• [TASK TO COMPLETE] Rewrite every one of the following items, substituting "lamp" for each occurrence of "lantern" and leaving all other text as it stands. Omit the pictures from your answer.

MATERIAL FOR THIS EXERCISE start

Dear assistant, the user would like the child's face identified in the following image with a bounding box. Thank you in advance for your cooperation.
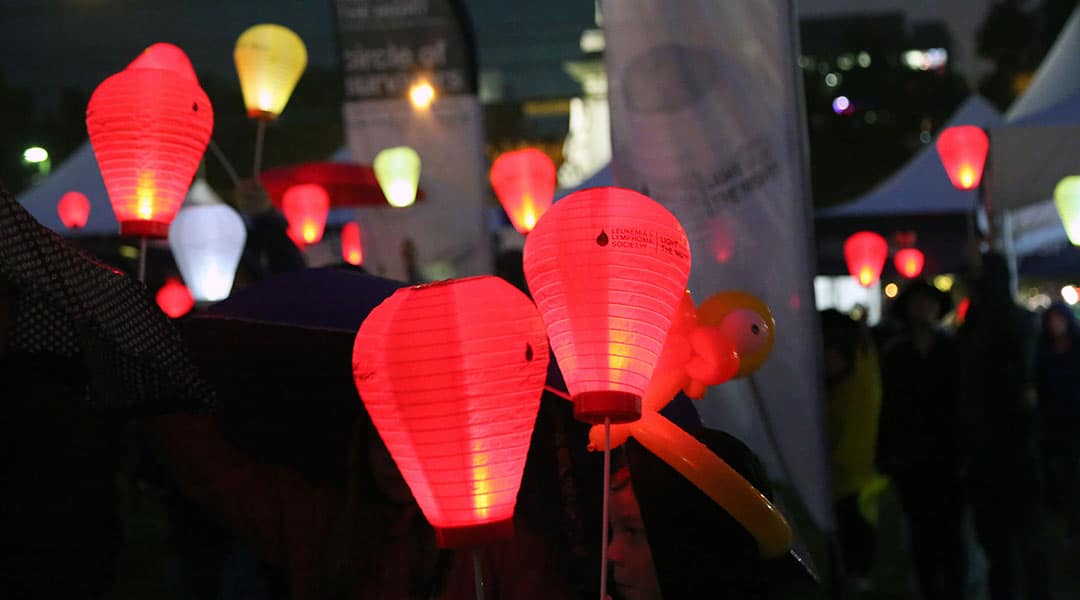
[608,481,660,600]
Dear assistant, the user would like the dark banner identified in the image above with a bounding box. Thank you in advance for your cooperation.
[334,0,476,101]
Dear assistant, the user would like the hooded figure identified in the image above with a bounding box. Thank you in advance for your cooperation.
[609,427,816,600]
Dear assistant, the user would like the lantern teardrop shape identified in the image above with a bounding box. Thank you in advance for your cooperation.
[232,23,308,121]
[490,148,555,234]
[127,42,198,81]
[154,277,195,318]
[56,192,90,229]
[892,248,927,279]
[341,221,364,267]
[168,204,247,302]
[843,231,889,287]
[936,125,990,190]
[1054,175,1080,246]
[352,275,548,547]
[281,183,330,244]
[86,61,214,237]
[524,187,690,423]
[372,146,420,208]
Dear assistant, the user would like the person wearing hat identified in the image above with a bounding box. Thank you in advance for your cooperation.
[878,281,967,600]
[608,427,818,600]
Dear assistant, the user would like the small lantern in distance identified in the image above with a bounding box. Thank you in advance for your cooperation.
[341,221,364,267]
[490,148,555,234]
[281,183,330,244]
[353,275,548,548]
[843,231,889,287]
[56,191,90,229]
[936,125,990,190]
[372,146,420,208]
[892,248,927,279]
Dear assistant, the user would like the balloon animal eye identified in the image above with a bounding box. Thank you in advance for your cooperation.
[720,309,769,356]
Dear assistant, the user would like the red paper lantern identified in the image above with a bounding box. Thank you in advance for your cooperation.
[86,55,214,237]
[56,192,90,229]
[524,188,690,423]
[843,231,889,287]
[490,148,555,233]
[341,221,364,267]
[892,248,927,279]
[157,277,195,318]
[352,276,548,547]
[281,183,330,244]
[127,42,198,81]
[937,125,990,190]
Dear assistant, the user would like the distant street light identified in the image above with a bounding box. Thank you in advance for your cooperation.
[408,79,435,110]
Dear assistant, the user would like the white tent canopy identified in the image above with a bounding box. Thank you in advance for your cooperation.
[985,8,1080,213]
[816,95,1001,218]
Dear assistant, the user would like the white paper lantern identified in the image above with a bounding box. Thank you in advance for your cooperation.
[168,204,247,302]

MATERIAL FOR THIS EXERCISE end

• [IN RESPONSE]
Dear assistant, the user would like the child's face identified in the following image with a bounding box. Thank you in advance for your cooperation.
[608,481,660,600]
Dear assistant, the user would like the dark banner identified in the image above with a bounding box. Thank you in advance for your cooperation.
[334,0,476,101]
Dear assistant, the user would like the hooded figure identified in the image above with a bounding box. Thank you in advance for your cooperation.
[609,427,816,600]
Dear assistant, the user would like the lamp teardrop shape identified in the image above with a bounding box. Thank you in advance for your cooperation.
[232,23,308,121]
[490,148,555,234]
[127,42,198,81]
[154,277,195,318]
[56,192,90,229]
[892,248,927,279]
[341,221,364,267]
[168,204,247,302]
[843,231,889,287]
[936,125,990,190]
[1054,175,1080,246]
[352,275,548,547]
[281,183,330,244]
[86,61,214,237]
[524,187,690,423]
[372,146,420,208]
Dear assistant, the user would like the person wearing hat identified in the image above with a bounding box. Thank you in advance for your cooperation.
[878,281,967,600]
[608,427,818,600]
Dear assistant, the user would like the small lamp in distance identified in the image above with a bounding box. Thank you in advance for your cooperation.
[341,221,364,267]
[490,148,555,234]
[281,183,330,244]
[353,275,548,548]
[843,231,889,287]
[56,191,90,229]
[936,125,990,190]
[372,146,420,208]
[892,248,927,279]
Dear assistant, the user would like the balloon animal eye identified in the image above with a bounding box. Thank you in advance for your cooperation.
[720,309,769,356]
Dear assistant, the user would like the red paper lamp identified in the image above with a bounding box. Thank you in advance for your cooperation.
[86,55,214,237]
[56,192,90,229]
[524,188,690,423]
[843,231,889,287]
[490,148,555,233]
[341,221,364,267]
[892,248,927,279]
[157,277,195,318]
[352,276,548,547]
[281,183,330,244]
[127,42,198,81]
[937,125,990,190]
Dear assistant, the user would like the distant street light identified in the image above with a bounding box. Thank you in advance for your cooperation.
[408,79,435,110]
Dear assistant, the user would like the white tent canopy identified in the image above with a bounding box. Thank you in advance for your cooperation.
[985,8,1080,213]
[816,95,1001,218]
Dear assistant, the user would like the white paper lamp identified in the image above with a bounding box. Thank you in advance for your cooperation.
[168,204,247,302]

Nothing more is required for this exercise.